Selected passage.

## BEGIN

It’s a visually interesting game, maybe not profoundly so, but it gave me a passing thought about what makes a game more “artistic”. I was looking at a rocky wall texture, low res enough to count the individual pixels, but I still recognized it as rock. And then I asked myself what takes more skill: a high fidelity AAA game that just megascans a real rock surface to capture as much detail as possible, or a game like Dread Delusion trying to convey the idea of a rock in as little detail as possible.
Developers back in the day would have absolutely killed to have the hardware capabilities we have today. No longer needing to worry about fitting games on a tiny disc or cartridge measured only in MB, not even in GB. Even Dread Delusion, despite looking like a PS1 game, could not have fit on even 3 PS1 discs. But it was those very limitations that made developers really have to think carefully about their content, the total scope of the games they wanted to make, how much detail they could afford to include, etc.
I don’t think those limitations necessarily made games inherently better, because there were still a lot of bad games back in the day. But it meant that everything had more deliberation to it, where a developer would create a game that was one really good idea instead of a game made of 20 just “okay” ideas.
I think it’s because there were more limitations than just resolution that we can ignore nowadays while still considering it pixel art. Things like limited color pallettes, sprite counts, having little memory to store graphics, low framerates, analog video, CRTs…
And some people just like ass more than others. I personally think the PS1 aesthetic is charming when done right. But that’s just my opinion, totally fair to disagree.
I personally like both ass and tits
I still see the fifth generation as a lost one for pixel art. The games that do it really well in that era are few and far between (Castlevania: Symphony of the Night, Suikoden, Breath of Fire IV) and even those still had 3D elements in them that have aged like milk.
I too grew up more on pixel art, but the problem I always had with 3D in the 90’s was that–on an objective, technical level–it was already being done so much better elsewhere than it was on PlayStation and the others. Both PC and arcades were consistently driving much higher framerates, and by the late 90’s, far better picture quality. It wasn’t even four years after the PSX that the Dreamcast launched and completely outclassed it in graphics potential. I feel the move to 3D in the console market was just too early. I guess I can sort of see why some would be nostalgic for it, but to me this trend is the equivalent of being nostalgic for 19th century movies.

## END

Records.
## BEGIN

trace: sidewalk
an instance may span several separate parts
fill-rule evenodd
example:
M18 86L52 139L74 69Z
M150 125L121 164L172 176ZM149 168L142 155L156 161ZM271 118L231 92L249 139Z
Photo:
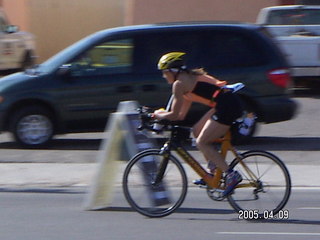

## END

Task list.
(a) In the game-graphics discussion, which console is said to have launched less than four years after the PSX and outclassed it in graphics potential?
(b) Copy the stretch from "I too grew up" through "19th century movies." in the game-graphics discussion.
(c) According to the game-graphics discussion, why did the writer who grew up on pixel art have a problem with 3D on PlayStation-era consoles in the '90s?

Task answers.
(a) The Dreamcast.

(b)
I too grew up more on pixel art, but the problem I always had with 3D in the 90’s was that–on an objective, technical level–it was already being done so much better elsewhere than it was on PlayStation and the others. Both PC and arcades were consistently driving much higher framerates, and by the late 90’s, far better picture quality. It wasn’t even four years after the PSX that the Dreamcast launched and completely outclassed it in graphics potential. I feel the move to 3D in the console market was just too early. I guess I can sort of see why some would be nostalgic for it, but to me this trend is the equivalent of being nostalgic for 19th century movies.

(c) 3D was already being done much better elsewhere. PC and arcades consistently ran much higher framerates and, by the late '90s, had far better picture quality.